▸ **Data for this exercise**
--- START ---

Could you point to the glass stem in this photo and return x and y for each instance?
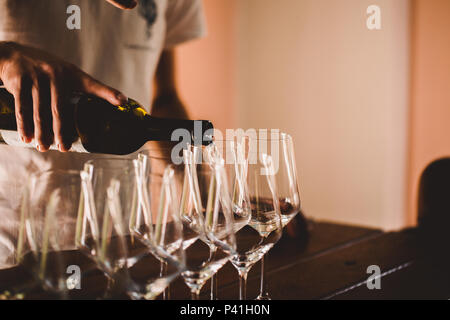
(162, 273)
(195, 295)
(263, 290)
(243, 285)
(213, 295)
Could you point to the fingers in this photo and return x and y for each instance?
(42, 115)
(123, 4)
(100, 90)
(24, 110)
(59, 117)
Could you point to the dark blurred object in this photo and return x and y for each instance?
(298, 231)
(434, 210)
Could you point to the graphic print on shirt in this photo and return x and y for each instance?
(149, 11)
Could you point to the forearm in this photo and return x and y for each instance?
(167, 102)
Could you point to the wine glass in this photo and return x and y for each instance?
(110, 187)
(265, 226)
(281, 149)
(206, 213)
(154, 162)
(235, 166)
(158, 225)
(49, 215)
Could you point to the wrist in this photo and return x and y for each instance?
(6, 51)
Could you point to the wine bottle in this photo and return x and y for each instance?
(104, 128)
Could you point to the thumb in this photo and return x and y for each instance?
(96, 88)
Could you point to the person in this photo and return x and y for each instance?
(118, 48)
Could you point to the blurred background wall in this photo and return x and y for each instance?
(356, 101)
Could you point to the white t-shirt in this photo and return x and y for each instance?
(119, 48)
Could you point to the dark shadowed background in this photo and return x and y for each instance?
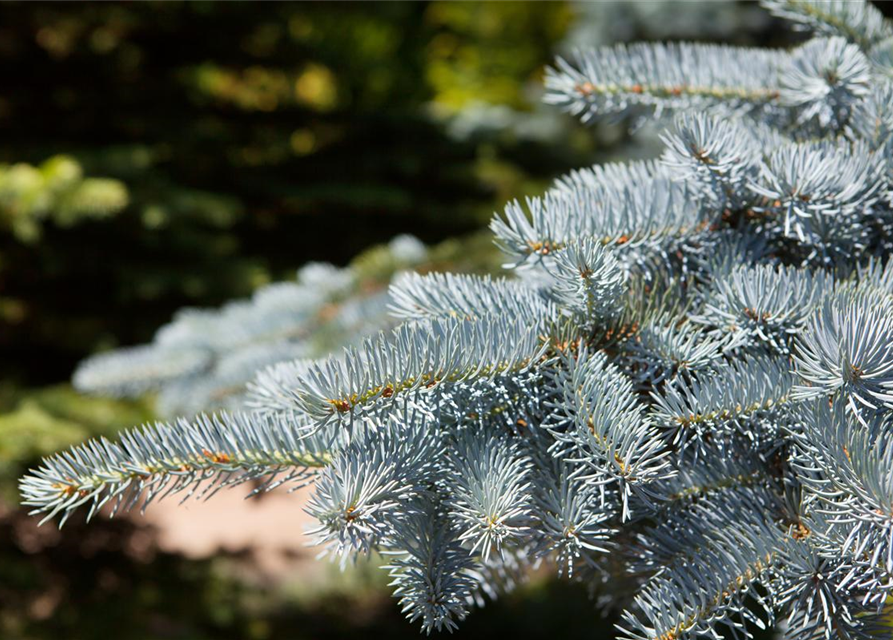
(165, 153)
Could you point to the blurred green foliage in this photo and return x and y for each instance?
(165, 153)
(251, 137)
(168, 153)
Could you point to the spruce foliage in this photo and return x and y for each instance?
(683, 399)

--- END ---

▸ **Required action**
Give back the whole listing exactly; no pictures.

▸ **The answer**
Could you point to the glass stem in this photo and return x and y for each instance?
(162, 273)
(195, 295)
(263, 290)
(243, 285)
(213, 295)
Could you point to the fingers in this photo and return x and y for each instance?
(42, 115)
(123, 4)
(100, 90)
(24, 110)
(59, 117)
Could you point to the dark blurred object in this photo and return x and y for each instance?
(298, 231)
(434, 210)
Could you point to the graphic print on shirt in this photo and return x and y for each instance?
(149, 11)
Could you point to the forearm in this photo and return x and y for each instance?
(167, 102)
Could you point to the wine glass in this photo and return x and y for each instance?
(110, 187)
(265, 226)
(281, 149)
(206, 213)
(154, 162)
(235, 166)
(158, 225)
(49, 215)
Could you point to the wrist in this photo and return x and y for each instance?
(6, 51)
Could you point to the wine bottle in this photo and return x and y for each instance?
(104, 128)
Could you point to the thumb in this photo and return x and y for each instance?
(96, 88)
Could you point to the person in this photo and return x and y for each instance?
(118, 48)
Could you point to the blurred background wall in this photo and return x and y for each instance?
(356, 101)
Could you point to the white t-shirt in this photo and return x and y for each instance?
(119, 48)
Could you point to the dark shadowed background in this photo and return x and y for each instance?
(165, 153)
Could you point to the blurred green foliage in this photo and return x and y for each instance?
(165, 153)
(251, 137)
(168, 153)
Could you point to the spruce foliage in this photo and return x and y for each instance?
(683, 399)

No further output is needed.